#### Qué se pide:
Extrae sin cambios del fragmento sobre la libertad el pasaje que arranca en las palabras «Debe quedar claro» y acaba después de «a la libertad.».

Extraño concepto el de la libertad, que ha ido achicándose con el paso de las épocas. Desde antes del cristianismo ya era meta a conseguir, y con la religión volvió a modificarse su voluntad inicial. Los estoicos decían que la libertad tenía que ver con una autonomía interna de quien perseguía el dominio de las pasiones y la racionalidad. Siglos después, en plena Edad Media, se volvió a Aristóteles y su libertad interior aderezada con el libre albedrío. Kant, muy probablemente, fue el primero que sostuvo que la libertad era pura utopía, salvando a la libertad de pensamiento. Pero el siglo pasado llegaron marxismo y democracias para cavar dentro de la gran fantasía que se alarga hasta nuestros días: la libertad como un derecho, que más o menos es como no decir absolutamente nada. Papel mojado. Noche de Reyes.
Filosóficamente, que es lo que me interesa –otra forma de buscar la libertad: alejarte de las políticas diarias y sus blandengues demostraciones democráticas mechadas de esclavismo adornado–, existen dos tipos de libertad: la sociológica, o la que dice la ONU con los manidos derechos y libertades del ciudadano; y la libertad de la voluntad, que engloba a la libertad psicológica y a la libertad moral, que tiene que ver, en general, con la libertad de elección, alejándote de los canones oficiales y/o mayoritarios. O, en resumidas cuentas, saliéndote del pentagrama para sonar como tú quieras.
Como decía, en nuestra época la libertad no existe. En absoluto. Porque lo que con la boca llena de libertad dicen que existe no es más que una mentira. A las radios así como a los partidos políticos se les llaman libertad como en los panfletos políticos se trata de repetir una y otra vez la palabra –la sinonimia, en este caso, jamás es utilizada– para que el concepto no alcanzable cale entre la sociedad moderna, globalizada, ganado a fin de cuentas. Pero ganado, rebaño, que accede a modernidades tecnológicas, centros comerciales y viajes anuales a paraísos lejanos urbanizados de manera similar a sus barrios: el sueño del esclavo en traje del Zara.
Debe quedar claro que si tienes familia, hipoteca y trabajo de forma habitual no puedes llegar a ser libre. Otra cosa es que siquiera te lo plantees. Pero no, no desecho al matrimonio y los hijos, así como al esfuerzo por realizar proyectos remunerados y el avanzar en acaparar posesiones con valores al alza. Para nada. Sólo digo que esas metas, tan previsibles y repetidas a diario y en cada esquina del ancho mundo, son otra cosa, pero nunca un ejercicio asociado a la libertad.

[Filas de un conjunto de datos]

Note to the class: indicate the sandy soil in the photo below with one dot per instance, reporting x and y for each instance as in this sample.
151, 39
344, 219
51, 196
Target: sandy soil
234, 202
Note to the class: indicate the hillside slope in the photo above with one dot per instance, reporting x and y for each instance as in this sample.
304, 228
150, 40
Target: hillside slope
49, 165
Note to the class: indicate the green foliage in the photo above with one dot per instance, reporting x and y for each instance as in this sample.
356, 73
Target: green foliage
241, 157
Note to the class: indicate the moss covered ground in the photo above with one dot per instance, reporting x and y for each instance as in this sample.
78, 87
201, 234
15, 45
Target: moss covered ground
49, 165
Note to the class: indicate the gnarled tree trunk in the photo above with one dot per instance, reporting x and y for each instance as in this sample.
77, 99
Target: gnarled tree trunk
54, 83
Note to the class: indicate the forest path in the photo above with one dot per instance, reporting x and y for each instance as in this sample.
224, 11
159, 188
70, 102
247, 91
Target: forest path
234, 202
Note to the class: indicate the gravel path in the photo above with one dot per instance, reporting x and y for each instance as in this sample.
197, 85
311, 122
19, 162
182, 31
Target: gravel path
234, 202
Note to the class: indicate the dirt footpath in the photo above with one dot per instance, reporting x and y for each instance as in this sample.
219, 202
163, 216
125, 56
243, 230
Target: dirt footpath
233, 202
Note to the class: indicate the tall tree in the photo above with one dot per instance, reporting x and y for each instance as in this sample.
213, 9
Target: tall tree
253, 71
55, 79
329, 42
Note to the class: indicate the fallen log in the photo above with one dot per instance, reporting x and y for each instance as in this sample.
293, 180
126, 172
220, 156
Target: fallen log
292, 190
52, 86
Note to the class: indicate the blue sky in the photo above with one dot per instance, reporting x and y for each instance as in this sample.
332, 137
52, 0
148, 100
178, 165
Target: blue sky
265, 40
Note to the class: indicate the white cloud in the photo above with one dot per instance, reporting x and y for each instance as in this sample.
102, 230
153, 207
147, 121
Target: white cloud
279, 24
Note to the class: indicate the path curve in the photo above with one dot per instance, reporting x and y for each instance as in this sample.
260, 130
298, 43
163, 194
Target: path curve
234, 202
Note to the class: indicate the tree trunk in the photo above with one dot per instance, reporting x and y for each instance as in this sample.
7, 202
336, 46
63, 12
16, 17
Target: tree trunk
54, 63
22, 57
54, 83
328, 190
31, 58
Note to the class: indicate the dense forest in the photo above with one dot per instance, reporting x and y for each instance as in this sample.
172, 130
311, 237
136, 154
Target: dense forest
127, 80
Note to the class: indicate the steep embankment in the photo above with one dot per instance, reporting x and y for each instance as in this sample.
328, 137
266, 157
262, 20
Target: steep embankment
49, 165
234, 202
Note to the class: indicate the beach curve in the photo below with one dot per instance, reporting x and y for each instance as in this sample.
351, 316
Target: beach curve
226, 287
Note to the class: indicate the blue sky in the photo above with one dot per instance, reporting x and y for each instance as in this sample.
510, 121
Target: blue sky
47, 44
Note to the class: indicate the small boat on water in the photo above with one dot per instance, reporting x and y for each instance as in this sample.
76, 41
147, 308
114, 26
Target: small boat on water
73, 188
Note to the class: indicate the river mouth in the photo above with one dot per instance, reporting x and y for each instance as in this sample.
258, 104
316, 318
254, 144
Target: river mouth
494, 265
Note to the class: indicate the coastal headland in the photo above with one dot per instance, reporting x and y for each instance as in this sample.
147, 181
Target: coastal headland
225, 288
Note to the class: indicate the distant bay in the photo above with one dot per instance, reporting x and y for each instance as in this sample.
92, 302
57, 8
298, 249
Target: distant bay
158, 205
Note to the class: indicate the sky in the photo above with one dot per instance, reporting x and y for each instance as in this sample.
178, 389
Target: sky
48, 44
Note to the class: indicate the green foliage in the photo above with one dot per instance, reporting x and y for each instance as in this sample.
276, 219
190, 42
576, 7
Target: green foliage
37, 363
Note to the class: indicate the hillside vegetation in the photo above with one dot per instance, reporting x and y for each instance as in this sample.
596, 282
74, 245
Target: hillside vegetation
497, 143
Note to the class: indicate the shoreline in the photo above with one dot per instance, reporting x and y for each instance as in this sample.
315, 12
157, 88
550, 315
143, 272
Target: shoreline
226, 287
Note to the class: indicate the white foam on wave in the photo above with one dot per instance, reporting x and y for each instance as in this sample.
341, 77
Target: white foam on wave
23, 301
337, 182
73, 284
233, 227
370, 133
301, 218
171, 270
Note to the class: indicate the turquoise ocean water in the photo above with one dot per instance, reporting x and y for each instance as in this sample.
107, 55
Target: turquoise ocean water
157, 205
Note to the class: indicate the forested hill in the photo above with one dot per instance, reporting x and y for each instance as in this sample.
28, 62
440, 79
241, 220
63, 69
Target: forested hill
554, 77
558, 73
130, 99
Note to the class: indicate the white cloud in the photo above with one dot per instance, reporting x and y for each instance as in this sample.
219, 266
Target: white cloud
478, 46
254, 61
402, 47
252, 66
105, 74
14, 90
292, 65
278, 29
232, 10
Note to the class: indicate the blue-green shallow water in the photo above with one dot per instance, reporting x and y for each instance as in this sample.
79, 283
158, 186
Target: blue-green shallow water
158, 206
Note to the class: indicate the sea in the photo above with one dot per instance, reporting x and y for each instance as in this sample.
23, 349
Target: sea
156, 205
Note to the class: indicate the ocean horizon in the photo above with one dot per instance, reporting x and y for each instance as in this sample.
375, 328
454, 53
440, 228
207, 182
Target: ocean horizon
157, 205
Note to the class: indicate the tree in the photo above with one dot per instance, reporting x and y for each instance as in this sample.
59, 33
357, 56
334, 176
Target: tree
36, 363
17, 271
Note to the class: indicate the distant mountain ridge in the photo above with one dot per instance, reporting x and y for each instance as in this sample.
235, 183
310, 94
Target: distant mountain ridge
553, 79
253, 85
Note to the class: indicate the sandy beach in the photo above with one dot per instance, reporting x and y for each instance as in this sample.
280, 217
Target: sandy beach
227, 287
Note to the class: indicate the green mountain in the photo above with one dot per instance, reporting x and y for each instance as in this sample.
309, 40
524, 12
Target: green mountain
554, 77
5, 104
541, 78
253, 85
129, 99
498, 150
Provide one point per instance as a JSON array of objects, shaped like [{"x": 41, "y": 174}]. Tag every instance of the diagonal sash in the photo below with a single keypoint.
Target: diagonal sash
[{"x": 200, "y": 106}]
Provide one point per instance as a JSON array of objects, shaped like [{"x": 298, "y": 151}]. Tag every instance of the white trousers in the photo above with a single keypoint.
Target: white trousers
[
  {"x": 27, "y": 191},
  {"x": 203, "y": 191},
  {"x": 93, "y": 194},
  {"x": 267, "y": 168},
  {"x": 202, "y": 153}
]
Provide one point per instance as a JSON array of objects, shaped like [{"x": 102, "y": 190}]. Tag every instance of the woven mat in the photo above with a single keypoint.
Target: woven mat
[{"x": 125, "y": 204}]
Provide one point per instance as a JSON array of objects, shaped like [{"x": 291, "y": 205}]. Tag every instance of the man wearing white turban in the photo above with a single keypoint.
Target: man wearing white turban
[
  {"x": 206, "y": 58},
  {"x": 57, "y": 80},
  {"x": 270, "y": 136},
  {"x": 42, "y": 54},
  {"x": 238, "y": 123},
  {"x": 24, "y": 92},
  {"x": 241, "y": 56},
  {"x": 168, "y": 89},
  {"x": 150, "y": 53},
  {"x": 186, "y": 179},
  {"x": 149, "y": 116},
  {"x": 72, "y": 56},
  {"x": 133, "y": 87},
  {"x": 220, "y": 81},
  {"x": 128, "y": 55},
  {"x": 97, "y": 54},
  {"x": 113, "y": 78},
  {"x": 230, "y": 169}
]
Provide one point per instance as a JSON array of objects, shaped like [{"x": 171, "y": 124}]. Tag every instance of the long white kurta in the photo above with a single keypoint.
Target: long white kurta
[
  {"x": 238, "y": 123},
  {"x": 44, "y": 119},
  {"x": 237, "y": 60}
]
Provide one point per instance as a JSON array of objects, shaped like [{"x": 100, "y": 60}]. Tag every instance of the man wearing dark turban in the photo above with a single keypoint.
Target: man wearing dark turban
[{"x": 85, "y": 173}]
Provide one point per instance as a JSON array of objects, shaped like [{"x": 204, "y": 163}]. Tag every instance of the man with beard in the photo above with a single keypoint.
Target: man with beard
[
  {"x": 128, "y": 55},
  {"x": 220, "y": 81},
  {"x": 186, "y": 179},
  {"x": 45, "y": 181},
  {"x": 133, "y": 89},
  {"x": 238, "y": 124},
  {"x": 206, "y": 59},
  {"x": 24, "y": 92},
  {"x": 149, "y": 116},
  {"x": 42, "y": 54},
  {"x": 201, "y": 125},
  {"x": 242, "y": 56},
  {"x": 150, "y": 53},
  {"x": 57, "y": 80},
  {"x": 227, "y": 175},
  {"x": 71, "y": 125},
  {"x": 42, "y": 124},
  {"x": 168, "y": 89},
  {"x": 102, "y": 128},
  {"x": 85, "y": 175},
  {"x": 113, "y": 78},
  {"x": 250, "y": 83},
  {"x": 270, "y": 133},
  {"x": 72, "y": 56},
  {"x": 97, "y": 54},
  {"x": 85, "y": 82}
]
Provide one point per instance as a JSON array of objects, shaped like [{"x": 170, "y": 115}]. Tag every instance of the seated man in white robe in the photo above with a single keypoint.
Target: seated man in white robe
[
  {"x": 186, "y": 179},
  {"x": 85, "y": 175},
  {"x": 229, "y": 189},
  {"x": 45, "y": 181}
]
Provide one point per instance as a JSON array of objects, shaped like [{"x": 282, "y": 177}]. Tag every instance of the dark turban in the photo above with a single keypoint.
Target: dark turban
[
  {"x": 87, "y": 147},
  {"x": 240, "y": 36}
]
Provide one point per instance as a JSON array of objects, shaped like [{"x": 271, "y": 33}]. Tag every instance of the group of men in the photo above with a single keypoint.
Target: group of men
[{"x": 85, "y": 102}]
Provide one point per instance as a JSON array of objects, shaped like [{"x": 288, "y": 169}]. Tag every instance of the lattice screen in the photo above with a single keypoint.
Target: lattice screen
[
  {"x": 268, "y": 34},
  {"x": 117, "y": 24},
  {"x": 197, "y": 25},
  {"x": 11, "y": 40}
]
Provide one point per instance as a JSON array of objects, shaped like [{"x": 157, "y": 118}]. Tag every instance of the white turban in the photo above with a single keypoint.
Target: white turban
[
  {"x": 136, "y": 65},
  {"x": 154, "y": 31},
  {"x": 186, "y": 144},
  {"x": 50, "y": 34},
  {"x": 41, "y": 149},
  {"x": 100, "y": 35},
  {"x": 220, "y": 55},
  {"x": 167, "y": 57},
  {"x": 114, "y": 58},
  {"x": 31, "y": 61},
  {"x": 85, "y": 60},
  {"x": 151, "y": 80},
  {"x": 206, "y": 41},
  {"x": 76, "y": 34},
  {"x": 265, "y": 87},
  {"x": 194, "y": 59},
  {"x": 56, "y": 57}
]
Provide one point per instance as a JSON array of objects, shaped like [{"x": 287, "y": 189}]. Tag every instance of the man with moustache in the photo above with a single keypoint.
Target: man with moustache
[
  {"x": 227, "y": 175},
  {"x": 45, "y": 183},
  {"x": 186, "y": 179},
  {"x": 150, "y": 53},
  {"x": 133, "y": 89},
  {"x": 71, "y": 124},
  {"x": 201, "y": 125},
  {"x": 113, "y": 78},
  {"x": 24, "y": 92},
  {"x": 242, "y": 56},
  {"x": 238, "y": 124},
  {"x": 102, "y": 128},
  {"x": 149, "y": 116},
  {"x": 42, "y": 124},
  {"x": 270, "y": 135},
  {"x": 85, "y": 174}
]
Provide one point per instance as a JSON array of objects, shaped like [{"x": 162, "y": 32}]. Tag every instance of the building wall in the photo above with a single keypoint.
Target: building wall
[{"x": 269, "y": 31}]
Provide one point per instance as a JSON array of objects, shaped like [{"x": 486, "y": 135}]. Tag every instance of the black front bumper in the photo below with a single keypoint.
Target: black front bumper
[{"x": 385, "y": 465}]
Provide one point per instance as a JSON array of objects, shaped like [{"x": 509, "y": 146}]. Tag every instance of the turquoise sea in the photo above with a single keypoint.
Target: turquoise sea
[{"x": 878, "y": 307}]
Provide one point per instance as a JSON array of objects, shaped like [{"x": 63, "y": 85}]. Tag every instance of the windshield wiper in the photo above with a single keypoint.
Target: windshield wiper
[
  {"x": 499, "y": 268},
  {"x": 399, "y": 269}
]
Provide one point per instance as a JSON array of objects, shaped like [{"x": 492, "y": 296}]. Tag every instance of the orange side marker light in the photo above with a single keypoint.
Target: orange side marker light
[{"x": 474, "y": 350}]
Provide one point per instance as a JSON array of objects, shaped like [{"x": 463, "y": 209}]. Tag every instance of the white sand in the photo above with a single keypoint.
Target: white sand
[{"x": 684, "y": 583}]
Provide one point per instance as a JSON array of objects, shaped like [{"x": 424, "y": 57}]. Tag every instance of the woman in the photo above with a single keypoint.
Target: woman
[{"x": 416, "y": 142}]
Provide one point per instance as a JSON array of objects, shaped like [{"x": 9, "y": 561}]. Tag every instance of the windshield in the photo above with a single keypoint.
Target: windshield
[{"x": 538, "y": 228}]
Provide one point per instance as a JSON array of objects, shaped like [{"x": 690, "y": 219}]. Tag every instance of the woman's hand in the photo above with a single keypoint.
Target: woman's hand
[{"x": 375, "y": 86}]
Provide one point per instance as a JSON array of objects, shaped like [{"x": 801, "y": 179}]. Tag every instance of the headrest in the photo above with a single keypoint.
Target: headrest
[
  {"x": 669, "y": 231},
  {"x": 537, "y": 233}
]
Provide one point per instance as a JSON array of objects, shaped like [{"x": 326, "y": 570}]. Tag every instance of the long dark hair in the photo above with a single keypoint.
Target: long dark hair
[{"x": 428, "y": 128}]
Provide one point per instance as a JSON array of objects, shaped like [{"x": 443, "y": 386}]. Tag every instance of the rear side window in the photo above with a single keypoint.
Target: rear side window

#### Respuesta correcta:
Debe quedar claro que si tienes familia, hipoteca y trabajo de forma habitual no puedes llegar a ser libre. Otra cosa es que siquiera te lo plantees. Pero no, no desecho al matrimonio y los hijos, así como al esfuerzo por realizar proyectos remunerados y el avanzar en acaparar posesiones con valores al alza. Para nada. Sólo digo que esas metas, tan previsibles y repetidas a diario y en cada esquina del ancho mundo, son otra cosa, pero nunca un ejercicio asociado a la libertad.